## [Exercise requirements]
1) Answer these questions using the passage on automatic dataset generation:
(a) How long does the method take to generate all training pictures?
(b) What do existing popular object detection models require people to customize?
(c) With current labelling software, where do people still have to deal with each image?
2) List every property that the first sentence of the passage on automatic dataset generation gives for how the method produces its training dataset.

## [Document]
+++

As a result, the advantage of this method is that the dataset required for training is automatically generated, with high efficiency and no manual labelling. The existing popular object detection models require people to customise their dataset, and labelling is time-consuming work. Using the current popular labelling processing software, people still need to deal with each image in front of the screen. Even if a picture takes a few seconds, the working time brought by thousands of pictures cannot be ignored. In this method, all training pictures can be automatically generated in a few minutes, and then network training can be started immediately.

+++

## [Given information]
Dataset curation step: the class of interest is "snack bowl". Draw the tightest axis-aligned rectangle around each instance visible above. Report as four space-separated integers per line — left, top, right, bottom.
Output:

+++

## [Solutions below]
1)
(a) A few minutes.
(b) Their dataset.
(c) In front of the screen.

2)
- It is automatically generated.
- It is produced with high efficiency.
- It needs no manual labelling.